■ Document passage:
————————
Legal English is a minefield of terms and definitions. By understanding the grammatical rules that underpin these terms, you will be more likely to effectively understand legal documents. Taking a Legal English course is a great way not only to learn about what you should look out for when writing and proofreading legal documents in English, but also to acquire a good grasp of the legal documents you are faced with.

Whilst considerable time is devoted to drafting a commercial agreement, it’s essential that you proofread the document thoroughly to ensure that it does not contain any errors. One technique that can help you effectively proof your documents is called capitalised terms checks.

Business Writing Viorika Prikhodko i2 Legal English in Focus: Proofreading Commercial Agreements

© istockphoto.com/Viorika Prikhodko

Capitalised terms checks are exercises that are carried out when proofreading a commercial agreement in order to ensure that:

  • The body of the agreement does not contain words which are incorrectly written with an initial capital letter, thus giving the impression of being defined terms
  • All defined terms created in the agreement are actually used

Ekmark Law concisely summarises the importance of a capitalised terms check and the consequences if ignored.

On the Lookout for Defined Terms

Modern commercial agreements tend to contain vast quantities of definitions. This could be in reference to the individuals involved in the agreement, such as the “Purchaser” or “Vendor”, or it could be in relation to particular issues that are dealt with in the agreement, such as “Audit” or “Confidential Information”. These terms are generally found in the definitions section. Definitions can also be created specifically for a particular clause.

These definitions are easily identifiable as the first letter of the defined term (or each word in the defined term) is written in capital letters. It is therefore really important that you proofread the agreement to ensure that each word that begins with a capital letter is either a defined term (present in the definitions section or created thereafter) or that it is a proper noun, such as “Germany” or “Alpha Limited”.

Where the agreement contains a big definition section (e.g. a share purchase agreement) consisting of up to twenty pages, this task can be made easier by creating a separate list of the defined terms (whereby one deletes the actual definitions).

Once the definitions list is created, you should always read the agreement slowly and check each word that appears with an initial capital letter. If it is not a word that is normally written with a capital letter, check whether the term is included in the definitions list. If it is in the list, the proof-reader simply needs to tick the word in the agreement. If it is not in the definitions list, you should highlight the word as either a new definition or write the word in lower case.

Have you referenced the defined terms?
————————
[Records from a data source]

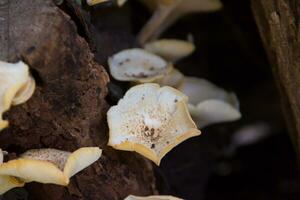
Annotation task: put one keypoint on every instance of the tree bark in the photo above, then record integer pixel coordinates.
(279, 27)
(68, 108)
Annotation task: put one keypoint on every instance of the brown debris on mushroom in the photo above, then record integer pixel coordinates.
(46, 166)
(151, 121)
(137, 65)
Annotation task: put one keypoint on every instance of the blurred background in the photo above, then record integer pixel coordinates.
(249, 159)
(252, 158)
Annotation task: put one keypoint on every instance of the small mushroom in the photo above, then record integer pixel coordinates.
(150, 120)
(49, 165)
(121, 2)
(209, 104)
(154, 197)
(137, 65)
(166, 12)
(16, 86)
(8, 182)
(171, 49)
(94, 2)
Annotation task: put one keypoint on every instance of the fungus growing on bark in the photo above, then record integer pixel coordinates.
(16, 86)
(137, 65)
(166, 12)
(209, 104)
(8, 182)
(150, 120)
(171, 49)
(48, 165)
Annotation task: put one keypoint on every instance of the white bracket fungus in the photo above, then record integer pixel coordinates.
(151, 121)
(46, 166)
(171, 49)
(154, 197)
(16, 87)
(8, 182)
(137, 65)
(209, 104)
(166, 12)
————————
■ Requirement: In the passage on proofreading commercial agreements, what should be done with a capitalized word that is not in the definitions list? These rows were drawn from a separate source.

■ Complete response: Highlight it as a new definition or write it in lower case.